- **PROBLEM TO SOLVE**
Write the entries below out again without a single difference.

- **SUPPLIED ENTRIES**
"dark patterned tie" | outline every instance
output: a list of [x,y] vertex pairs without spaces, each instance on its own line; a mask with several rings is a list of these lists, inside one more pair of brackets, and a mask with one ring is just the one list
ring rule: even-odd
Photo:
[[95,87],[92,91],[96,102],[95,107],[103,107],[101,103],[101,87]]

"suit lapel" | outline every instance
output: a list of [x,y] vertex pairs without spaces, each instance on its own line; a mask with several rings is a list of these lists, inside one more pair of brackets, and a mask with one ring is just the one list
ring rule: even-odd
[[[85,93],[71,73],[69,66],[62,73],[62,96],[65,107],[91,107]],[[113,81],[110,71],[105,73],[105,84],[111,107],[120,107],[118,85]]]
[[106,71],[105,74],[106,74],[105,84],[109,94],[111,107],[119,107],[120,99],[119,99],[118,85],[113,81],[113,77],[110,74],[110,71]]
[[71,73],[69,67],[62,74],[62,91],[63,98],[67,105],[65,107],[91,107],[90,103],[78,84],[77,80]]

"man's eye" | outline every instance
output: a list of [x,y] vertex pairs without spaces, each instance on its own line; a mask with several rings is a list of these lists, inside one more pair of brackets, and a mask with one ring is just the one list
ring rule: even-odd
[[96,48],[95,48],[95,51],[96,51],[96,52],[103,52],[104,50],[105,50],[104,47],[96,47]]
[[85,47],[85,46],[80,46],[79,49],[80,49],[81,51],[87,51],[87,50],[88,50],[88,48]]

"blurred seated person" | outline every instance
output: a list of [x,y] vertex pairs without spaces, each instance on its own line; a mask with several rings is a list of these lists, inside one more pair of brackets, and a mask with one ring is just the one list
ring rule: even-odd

- **YOUR SOLUTION**
"dark patterned tie" | outline every instance
output: a list of [x,y] vertex pairs without spaces, each instance on its own line; a mask with several rings is a list of these lists, inside one more pair of brackets, and a mask with one ring is just the one list
ring rule: even-odd
Photo:
[[95,87],[92,91],[96,102],[95,107],[103,107],[101,103],[101,87]]

"suit lapel" | outline every instance
output: a list of [x,y] vertex pairs without spaces, each instance on its own line; a mask with several rings is a list of these lists, inside one more pair of brackets, and a mask with one ring is just the one list
ring rule: even-odd
[[[85,93],[71,73],[69,66],[62,73],[62,96],[65,107],[91,107]],[[113,81],[110,71],[105,73],[105,84],[111,107],[120,107],[118,85]]]
[[106,71],[105,74],[106,74],[105,84],[109,94],[111,107],[119,107],[120,99],[119,99],[118,85],[113,81],[113,77],[110,74],[110,71]]
[[71,73],[69,67],[62,74],[62,91],[63,98],[67,105],[65,107],[91,107],[90,103],[78,84],[77,80]]

"man's eye" | outline every instance
output: a list of [x,y] vertex pairs without spaces, each instance on its own line; a mask with several rings is a list of these lists, inside one more pair of brackets, and a mask with one ring is just the one list
ring rule: even-odd
[[96,48],[95,48],[95,51],[96,51],[96,52],[103,52],[104,50],[105,50],[104,47],[96,47]]
[[85,47],[85,46],[80,46],[79,49],[80,49],[81,51],[87,51],[87,50],[88,50],[88,48]]

"blurred seated person" | outline every instance
output: a list of [x,y] vertex pairs without spaces, each instance on its own line; a mask with several rings is a list of these lists, inside one more pair of brackets, and a mask with one ring is just the one list
ring rule: even-odd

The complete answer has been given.